LDP’S SECURITY RESEARCH COMMISSION MUST NOT BETRAY THE PEOPLE
Does the Security Research Commission (SRC) of the ruling Liberal-Democratic Party have tunnel vision about Japan’s security needs? Would it be impossible to expect the commission headed by former Defense Minister Itsunori Onodera to discuss Japan’s security based on the harsh geopolitical reality?
On March 16, the SRC invited three security experts to share their views on “extended deterrence” and “nuclear sharing” behind closed doors.
Under the extended deterrence scheme, the US is committed to Japan’s defense by counterattacking with nuclear force if Japan should come under a nuclear attack. Meanwhile, nuclear sharing discussed last week is based on the concept in NATO’s policy of nuclear deterrence, under which the US shares small tactical nuclear warheads with NATO members as deterrence against Russia. If a similar agreement is signed between the US and Japan, it would constitute an effective strategy for Japan, which has no nuclear weapons to put a check on hostile nations, such as China.
Belgium, Germany, Italy, the Netherlands, and Turkey are currently members of NATO with American nuclear weapons deployed under this nuclear sharing strategy. In case of a conflict in Europe, NATO would discuss the situation with the US and nuclear weapons would be delivered not by the US but by NATO members.

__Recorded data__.
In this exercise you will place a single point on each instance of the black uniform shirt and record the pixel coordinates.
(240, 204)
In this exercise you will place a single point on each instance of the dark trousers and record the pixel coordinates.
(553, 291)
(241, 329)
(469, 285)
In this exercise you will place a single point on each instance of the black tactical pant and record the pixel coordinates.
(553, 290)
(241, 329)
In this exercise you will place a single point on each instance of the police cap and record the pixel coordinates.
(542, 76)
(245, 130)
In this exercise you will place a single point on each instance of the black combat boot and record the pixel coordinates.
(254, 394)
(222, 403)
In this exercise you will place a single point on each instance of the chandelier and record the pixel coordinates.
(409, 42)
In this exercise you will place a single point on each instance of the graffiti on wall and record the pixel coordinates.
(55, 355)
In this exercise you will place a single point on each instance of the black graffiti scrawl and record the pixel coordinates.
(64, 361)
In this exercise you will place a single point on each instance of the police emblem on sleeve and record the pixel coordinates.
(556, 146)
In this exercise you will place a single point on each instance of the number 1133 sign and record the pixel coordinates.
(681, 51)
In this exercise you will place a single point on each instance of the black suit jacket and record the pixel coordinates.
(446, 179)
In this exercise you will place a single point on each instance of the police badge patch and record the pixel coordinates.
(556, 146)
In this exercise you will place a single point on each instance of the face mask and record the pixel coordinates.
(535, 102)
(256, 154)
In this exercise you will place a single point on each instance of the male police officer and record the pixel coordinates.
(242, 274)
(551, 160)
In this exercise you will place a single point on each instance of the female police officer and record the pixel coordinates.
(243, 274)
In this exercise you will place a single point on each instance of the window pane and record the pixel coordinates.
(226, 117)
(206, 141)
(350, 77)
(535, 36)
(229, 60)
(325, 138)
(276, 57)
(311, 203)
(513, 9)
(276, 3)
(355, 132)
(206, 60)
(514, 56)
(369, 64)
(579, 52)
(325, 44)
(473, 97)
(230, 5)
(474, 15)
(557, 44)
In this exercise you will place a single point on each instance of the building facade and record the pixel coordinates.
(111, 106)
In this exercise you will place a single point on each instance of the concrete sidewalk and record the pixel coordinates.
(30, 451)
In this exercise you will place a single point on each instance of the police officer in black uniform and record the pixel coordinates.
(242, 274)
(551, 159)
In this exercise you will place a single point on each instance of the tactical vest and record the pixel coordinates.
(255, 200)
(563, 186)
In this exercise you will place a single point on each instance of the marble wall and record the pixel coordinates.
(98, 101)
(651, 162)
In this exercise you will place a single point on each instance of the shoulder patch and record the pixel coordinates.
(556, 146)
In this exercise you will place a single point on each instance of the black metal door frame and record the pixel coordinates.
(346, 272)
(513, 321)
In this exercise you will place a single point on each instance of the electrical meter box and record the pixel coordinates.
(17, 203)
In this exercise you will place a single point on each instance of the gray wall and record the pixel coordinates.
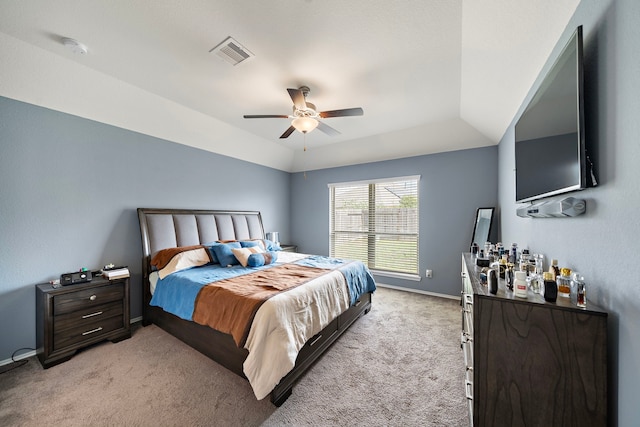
(69, 189)
(602, 244)
(452, 186)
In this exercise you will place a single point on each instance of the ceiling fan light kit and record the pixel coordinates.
(304, 124)
(305, 115)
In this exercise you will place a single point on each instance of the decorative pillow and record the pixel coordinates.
(224, 254)
(252, 243)
(264, 258)
(242, 254)
(212, 253)
(271, 246)
(170, 260)
(267, 245)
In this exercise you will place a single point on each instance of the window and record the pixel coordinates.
(376, 222)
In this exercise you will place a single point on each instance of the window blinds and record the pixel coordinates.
(376, 222)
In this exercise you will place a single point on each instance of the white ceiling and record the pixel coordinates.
(431, 75)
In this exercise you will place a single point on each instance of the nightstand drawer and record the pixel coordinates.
(73, 301)
(86, 331)
(86, 315)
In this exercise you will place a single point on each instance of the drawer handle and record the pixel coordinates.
(92, 331)
(315, 341)
(97, 313)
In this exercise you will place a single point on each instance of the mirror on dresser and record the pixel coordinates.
(482, 226)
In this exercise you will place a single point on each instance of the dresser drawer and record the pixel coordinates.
(85, 331)
(72, 301)
(86, 316)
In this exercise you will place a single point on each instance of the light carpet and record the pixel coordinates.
(399, 365)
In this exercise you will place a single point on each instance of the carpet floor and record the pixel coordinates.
(399, 365)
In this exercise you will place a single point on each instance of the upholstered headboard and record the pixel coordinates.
(170, 228)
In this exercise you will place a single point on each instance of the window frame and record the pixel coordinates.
(371, 232)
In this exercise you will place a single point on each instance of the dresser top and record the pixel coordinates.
(532, 298)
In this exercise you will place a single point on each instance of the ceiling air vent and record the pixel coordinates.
(232, 51)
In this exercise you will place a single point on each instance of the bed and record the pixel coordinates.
(180, 231)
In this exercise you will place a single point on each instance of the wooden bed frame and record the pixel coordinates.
(166, 228)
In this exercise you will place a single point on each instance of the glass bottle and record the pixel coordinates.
(564, 282)
(553, 269)
(520, 284)
(580, 289)
(550, 287)
(513, 256)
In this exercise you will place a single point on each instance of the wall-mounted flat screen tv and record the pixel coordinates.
(549, 135)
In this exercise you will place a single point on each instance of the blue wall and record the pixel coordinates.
(69, 189)
(602, 244)
(452, 186)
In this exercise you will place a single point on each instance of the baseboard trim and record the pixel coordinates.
(33, 352)
(19, 357)
(418, 291)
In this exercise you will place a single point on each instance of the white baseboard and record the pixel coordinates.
(418, 291)
(19, 357)
(33, 352)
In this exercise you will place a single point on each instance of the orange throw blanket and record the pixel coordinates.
(230, 305)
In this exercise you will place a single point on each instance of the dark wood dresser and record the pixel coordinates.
(72, 317)
(529, 362)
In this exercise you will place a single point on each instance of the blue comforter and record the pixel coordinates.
(177, 292)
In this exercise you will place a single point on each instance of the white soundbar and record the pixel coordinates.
(567, 207)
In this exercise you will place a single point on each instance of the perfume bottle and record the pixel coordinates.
(581, 292)
(550, 287)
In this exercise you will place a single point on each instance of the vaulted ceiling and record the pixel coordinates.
(431, 75)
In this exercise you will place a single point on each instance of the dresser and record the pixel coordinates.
(69, 318)
(529, 362)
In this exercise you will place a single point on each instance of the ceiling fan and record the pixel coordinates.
(305, 117)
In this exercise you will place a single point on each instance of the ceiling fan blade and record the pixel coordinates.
(298, 98)
(287, 132)
(265, 116)
(342, 113)
(327, 129)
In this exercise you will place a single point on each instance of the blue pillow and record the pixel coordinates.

__Tasks and exercises__.
- A) Reproduce the passage from the piece on the LDP's Security Research Commission, starting at "LDP’S SECURITY RESEARCH" and ending at "behind closed doors.".
- B) Write out the lines of the records, starting at the line that contains "blade and record the pixel coordinates." and ending at the last line of the records.
The records bear no relation to the text.

__Final answers__.
- A)
LDP’S SECURITY RESEARCH COMMISSION MUST NOT BETRAY THE PEOPLE
Does the Security Research Commission (SRC) of the ruling Liberal-Democratic Party have tunnel vision about Japan’s security needs? Would it be impossible to expect the commission headed by former Defense Minister Itsunori Onodera to discuss Japan’s security based on the harsh geopolitical reality?
On March 16, the SRC invited three security experts to share their views on “extended deterrence” and “nuclear sharing” behind closed doors.

- B)
In this exercise you will place a single point on each instance of the ceiling fan blade and record the pixel coordinates.
(298, 98)
(287, 132)
(265, 116)
(342, 113)
(327, 129)
In this exercise you will place a single point on each instance of the blue pillow and record the pixel coordinates.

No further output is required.